= What is needed =
Pick out every line in the items below that contains the word "stadium". Case counts.

####################

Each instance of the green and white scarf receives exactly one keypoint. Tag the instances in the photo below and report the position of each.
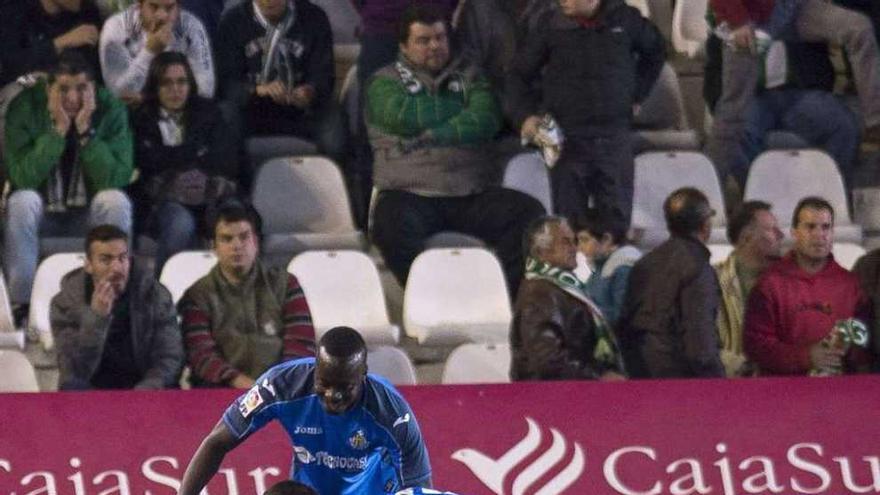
(606, 351)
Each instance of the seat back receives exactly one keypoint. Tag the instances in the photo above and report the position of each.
(343, 289)
(344, 20)
(784, 177)
(184, 269)
(657, 175)
(478, 363)
(302, 194)
(527, 173)
(689, 27)
(47, 283)
(642, 5)
(455, 288)
(16, 372)
(719, 252)
(392, 363)
(6, 322)
(664, 106)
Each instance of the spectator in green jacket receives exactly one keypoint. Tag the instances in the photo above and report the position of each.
(430, 118)
(68, 154)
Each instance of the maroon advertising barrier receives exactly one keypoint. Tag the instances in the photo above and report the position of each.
(762, 436)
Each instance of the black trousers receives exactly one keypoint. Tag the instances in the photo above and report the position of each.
(402, 221)
(597, 167)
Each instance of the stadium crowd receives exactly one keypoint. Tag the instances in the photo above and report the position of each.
(125, 120)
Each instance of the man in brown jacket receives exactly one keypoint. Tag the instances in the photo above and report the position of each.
(558, 332)
(668, 321)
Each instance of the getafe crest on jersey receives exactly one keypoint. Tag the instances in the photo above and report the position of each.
(358, 440)
(251, 402)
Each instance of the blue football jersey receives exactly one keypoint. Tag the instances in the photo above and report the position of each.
(376, 447)
(422, 491)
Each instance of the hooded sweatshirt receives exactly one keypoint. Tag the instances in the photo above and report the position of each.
(789, 310)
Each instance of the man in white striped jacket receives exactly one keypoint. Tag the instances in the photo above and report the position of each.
(131, 38)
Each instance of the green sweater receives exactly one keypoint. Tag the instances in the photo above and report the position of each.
(429, 132)
(34, 148)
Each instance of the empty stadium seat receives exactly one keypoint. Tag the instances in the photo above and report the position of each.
(454, 296)
(662, 123)
(343, 288)
(478, 363)
(782, 178)
(16, 372)
(264, 148)
(527, 173)
(47, 283)
(719, 252)
(658, 174)
(392, 363)
(846, 253)
(642, 5)
(184, 269)
(689, 27)
(305, 206)
(6, 322)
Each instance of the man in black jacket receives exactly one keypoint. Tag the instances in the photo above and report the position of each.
(115, 327)
(599, 60)
(34, 32)
(275, 69)
(668, 322)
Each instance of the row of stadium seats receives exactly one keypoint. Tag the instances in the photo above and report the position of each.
(779, 177)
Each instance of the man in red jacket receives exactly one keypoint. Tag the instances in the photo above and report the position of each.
(798, 300)
(786, 20)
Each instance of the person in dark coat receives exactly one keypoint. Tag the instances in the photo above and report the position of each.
(185, 154)
(558, 332)
(668, 322)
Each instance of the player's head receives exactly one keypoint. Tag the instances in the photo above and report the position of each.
(290, 487)
(341, 369)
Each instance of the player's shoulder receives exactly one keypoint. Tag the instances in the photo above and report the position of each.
(290, 379)
(384, 402)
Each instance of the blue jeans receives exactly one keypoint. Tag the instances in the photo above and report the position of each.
(817, 116)
(26, 221)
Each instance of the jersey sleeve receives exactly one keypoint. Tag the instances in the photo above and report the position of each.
(256, 407)
(415, 465)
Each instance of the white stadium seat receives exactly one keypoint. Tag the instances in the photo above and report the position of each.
(658, 174)
(662, 123)
(689, 27)
(343, 289)
(304, 206)
(454, 296)
(782, 178)
(47, 283)
(184, 269)
(391, 363)
(478, 363)
(16, 372)
(527, 173)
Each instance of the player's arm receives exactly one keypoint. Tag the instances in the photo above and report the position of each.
(207, 459)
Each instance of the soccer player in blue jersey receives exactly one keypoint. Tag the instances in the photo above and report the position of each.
(353, 433)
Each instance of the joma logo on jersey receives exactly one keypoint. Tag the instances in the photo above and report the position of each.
(358, 440)
(493, 472)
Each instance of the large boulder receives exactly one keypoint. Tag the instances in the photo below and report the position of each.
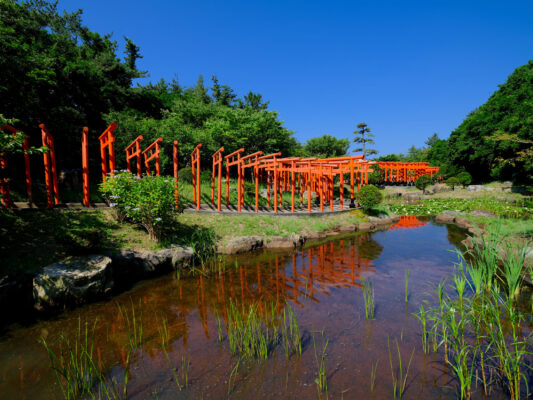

####################

= Complete answer =
Each instance of the stadium crowd receives exactly one keypoint. Tag the instances in the photo above and report the position of each.
Each instance of the empty stadium seat receives exactly one keypoint. Tag the instances in the photo above and report the position of each.
Each instance of the row of stadium seats receives exactly one keypoint. Tag the instances in the photo above and report the position of each.
Each instance of the white stadium seat receives exactly one keypoint. Tag the instances in the photo above and report the position of each.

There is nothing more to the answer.